● **Goal of the exercise**:
Reproduce the entries that follow, substituting "widest part" for "thickest part" and leaving all other text unchanged.

● **Data to process**:
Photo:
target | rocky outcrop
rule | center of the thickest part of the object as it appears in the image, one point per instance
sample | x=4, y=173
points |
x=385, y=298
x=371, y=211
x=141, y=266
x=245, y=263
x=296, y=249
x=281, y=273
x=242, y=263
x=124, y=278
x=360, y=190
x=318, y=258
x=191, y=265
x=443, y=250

● **Reply to the task**:
Photo:
target | rocky outcrop
rule | center of the widest part of the object as it appears in the image, one point per instance
sample | x=4, y=173
points |
x=385, y=298
x=371, y=211
x=141, y=266
x=245, y=263
x=296, y=249
x=281, y=273
x=242, y=263
x=124, y=278
x=360, y=190
x=318, y=258
x=191, y=265
x=443, y=250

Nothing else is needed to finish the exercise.